**EXERCISE PROMPT**
Your task is to repeat the data exactly, every line of it.

**RECORDS PROVIDED**
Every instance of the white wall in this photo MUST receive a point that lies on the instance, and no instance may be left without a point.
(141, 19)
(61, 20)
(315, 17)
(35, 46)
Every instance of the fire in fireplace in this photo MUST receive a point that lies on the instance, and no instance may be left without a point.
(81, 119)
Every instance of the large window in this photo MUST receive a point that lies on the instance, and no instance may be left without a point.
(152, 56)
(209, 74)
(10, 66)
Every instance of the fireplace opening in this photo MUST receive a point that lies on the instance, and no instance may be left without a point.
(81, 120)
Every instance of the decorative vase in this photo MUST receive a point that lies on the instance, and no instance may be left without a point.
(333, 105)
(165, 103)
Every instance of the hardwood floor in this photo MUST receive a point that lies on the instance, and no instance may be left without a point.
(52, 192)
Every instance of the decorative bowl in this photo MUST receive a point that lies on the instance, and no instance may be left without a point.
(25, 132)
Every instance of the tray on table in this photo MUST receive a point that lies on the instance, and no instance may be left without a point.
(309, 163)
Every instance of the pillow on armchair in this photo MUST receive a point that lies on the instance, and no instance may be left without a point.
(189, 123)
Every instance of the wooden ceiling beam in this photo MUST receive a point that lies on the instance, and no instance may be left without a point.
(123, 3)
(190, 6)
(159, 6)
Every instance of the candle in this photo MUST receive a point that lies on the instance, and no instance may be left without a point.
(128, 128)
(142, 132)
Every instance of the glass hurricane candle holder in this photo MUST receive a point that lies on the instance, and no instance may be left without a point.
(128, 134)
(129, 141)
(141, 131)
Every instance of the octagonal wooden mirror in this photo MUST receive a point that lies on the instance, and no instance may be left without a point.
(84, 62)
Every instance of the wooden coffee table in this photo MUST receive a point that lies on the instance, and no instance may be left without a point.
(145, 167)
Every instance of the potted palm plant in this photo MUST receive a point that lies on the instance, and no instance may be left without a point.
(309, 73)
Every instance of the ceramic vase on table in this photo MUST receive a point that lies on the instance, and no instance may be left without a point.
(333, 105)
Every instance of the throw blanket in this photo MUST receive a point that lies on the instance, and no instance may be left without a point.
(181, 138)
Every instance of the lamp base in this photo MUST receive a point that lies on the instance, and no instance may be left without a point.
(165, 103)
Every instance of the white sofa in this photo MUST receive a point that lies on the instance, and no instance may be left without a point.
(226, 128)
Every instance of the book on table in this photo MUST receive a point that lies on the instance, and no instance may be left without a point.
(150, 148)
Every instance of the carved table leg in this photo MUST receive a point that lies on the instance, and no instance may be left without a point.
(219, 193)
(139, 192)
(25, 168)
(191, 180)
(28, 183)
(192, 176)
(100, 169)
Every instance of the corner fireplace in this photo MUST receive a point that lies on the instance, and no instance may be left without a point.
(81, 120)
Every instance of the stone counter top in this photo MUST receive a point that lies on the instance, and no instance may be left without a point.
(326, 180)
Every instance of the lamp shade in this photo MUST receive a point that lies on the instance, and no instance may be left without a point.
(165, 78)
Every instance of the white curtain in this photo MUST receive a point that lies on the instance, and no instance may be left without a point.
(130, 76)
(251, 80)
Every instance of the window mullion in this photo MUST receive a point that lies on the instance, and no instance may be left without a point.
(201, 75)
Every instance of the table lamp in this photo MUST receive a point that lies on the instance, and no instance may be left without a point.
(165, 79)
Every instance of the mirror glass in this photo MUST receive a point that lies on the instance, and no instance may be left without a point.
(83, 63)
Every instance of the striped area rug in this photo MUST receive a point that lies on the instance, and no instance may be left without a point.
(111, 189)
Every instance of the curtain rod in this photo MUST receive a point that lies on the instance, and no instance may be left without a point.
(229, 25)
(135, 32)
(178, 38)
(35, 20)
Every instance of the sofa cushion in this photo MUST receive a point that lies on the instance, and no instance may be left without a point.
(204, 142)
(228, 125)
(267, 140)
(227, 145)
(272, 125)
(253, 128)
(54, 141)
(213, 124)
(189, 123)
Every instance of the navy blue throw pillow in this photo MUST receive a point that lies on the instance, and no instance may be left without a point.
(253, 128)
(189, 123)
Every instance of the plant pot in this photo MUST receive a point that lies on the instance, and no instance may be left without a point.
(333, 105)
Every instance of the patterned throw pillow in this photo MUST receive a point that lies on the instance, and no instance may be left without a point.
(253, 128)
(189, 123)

**SOLUTION TO THIS PROBLEM**
Every instance of the white wall in this photo MUST receive a point that lies on the instance, and no instance may be left without a point.
(141, 19)
(61, 20)
(315, 17)
(35, 46)
Every instance of the fire in fireplace in this photo MUST receive a point that lies on the instance, and no instance may be left without a point.
(81, 119)
Every instance of the large window in this photo MUST receive a point that lies on the instance, and no instance may be left without a point.
(152, 56)
(209, 74)
(10, 66)
Every instance of the fireplace opening in this photo MUST receive a point that lies on the instance, and no instance may be left without a point.
(81, 120)
Every instance of the decorative vase in this photo MUST receive a point that lies on the instance, and no instance may be left without a point.
(333, 105)
(165, 103)
Every instance of the hardwood floor in this photo MUST receive a point that lies on the instance, and no instance may be left without a point.
(52, 192)
Every instance of the decorative bowl in this photo MUST receive a point that lies on the instance, and no instance may be left without a point.
(25, 132)
Every instance of the tray on table in this photo MUST receive a point that lies on the instance, and no instance may be left without a point.
(309, 163)
Every instance of the pillow on armchair in this photo MUST receive a point that lies on the instance, and no instance may be left without a point.
(189, 123)
Every instance of the wooden ceiling beam in this photo MUST receive a point that lies on the instance, and no instance may be left without a point.
(123, 3)
(190, 6)
(159, 6)
Every instance of the candle in this photo MUST receive a point that lies on the instance, and no instance may be left without a point.
(128, 128)
(142, 132)
Every instance of the glass hurricane candle holder in this photo MUST receive a point that lies on the instance, and no instance may be left without a point.
(128, 134)
(129, 141)
(141, 131)
Every instance of the octagonal wooden mirror in this photo MUST receive a point that lies on the instance, and no instance may be left without a point.
(84, 62)
Every instance of the wooden coffee table in this photo MUST receive a point that lies on the instance, and no instance may be left without a point.
(145, 167)
Every instance of the potted palm plant in this photo MUST receive a point that lies on the instance, and no instance may be left without a point.
(309, 73)
Every instance of the ceramic vase on table in this photo MUST receive a point that lies on the instance, and no instance may be left without a point.
(333, 105)
Every instance of the throw blanket in this photo MUST receive a point that lies on the instance, and no instance may be left without a point.
(181, 138)
Every instance of the lamp base in this photo MUST receive a point that lies on the instance, and no instance may be left without a point.
(165, 103)
Every instance of the white sofa in this photo MUST receive a point that lies on the instance, and no instance may be left without a point.
(226, 128)
Every instance of the book on table in this photo MUST receive a point that lies on the instance, and no instance may be left without a point.
(150, 148)
Every instance of the carved table leg in this photo MUST receive a point that lies on the instance, and no instance may be left without a point.
(219, 193)
(139, 192)
(25, 168)
(191, 180)
(28, 183)
(192, 176)
(100, 169)
Every instance of the corner fireplace in this photo MUST receive a point that lies on the instance, and no instance may be left without a point.
(81, 120)
Every instance of the stone counter top in this photo MUST receive a point that lies on the instance, and no instance may be left without a point.
(326, 180)
Every instance of the lamp shade in this photo MUST receive a point that lies on the instance, and no instance may be left without a point.
(165, 78)
Every instance of the white curtain in this photo MUST receive a point that lies on the instance, and no instance may be left without a point.
(130, 76)
(251, 80)
Every instance of the window mullion in this photo MUST receive a point that lies on the instance, and no instance may be left without a point.
(201, 75)
Every instance of the table lamp in this photo MUST receive a point that lies on the instance, and no instance may be left without a point.
(165, 79)
Every instance of the mirror glass in this photo MUST receive a point that lies on the instance, and no instance may be left without a point.
(83, 63)
Every instance of the striped area rug in this photo MUST receive a point that lies on the instance, and no instance may be left without a point.
(111, 189)
Every instance of the curtain rod in this photo MUST receive a point that lies on the instance, and no instance may be left without a point.
(229, 25)
(135, 32)
(178, 38)
(35, 20)
Every instance of the sofa cushion in this photo MUST receive a point that lies on the instance, and no instance may be left without a point.
(204, 142)
(228, 125)
(267, 140)
(227, 145)
(272, 125)
(253, 128)
(54, 141)
(213, 124)
(189, 123)
Every instance of the navy blue throw pillow in this photo MUST receive a point that lies on the instance, and no instance may be left without a point.
(253, 128)
(189, 123)
Every instance of the plant pot in this photo MUST receive a point that lies on the instance, and no instance may be left without a point.
(333, 105)
Every instance of the patterned throw pillow in this photo MUST receive a point that lies on the instance, and no instance may be left without a point.
(253, 128)
(189, 123)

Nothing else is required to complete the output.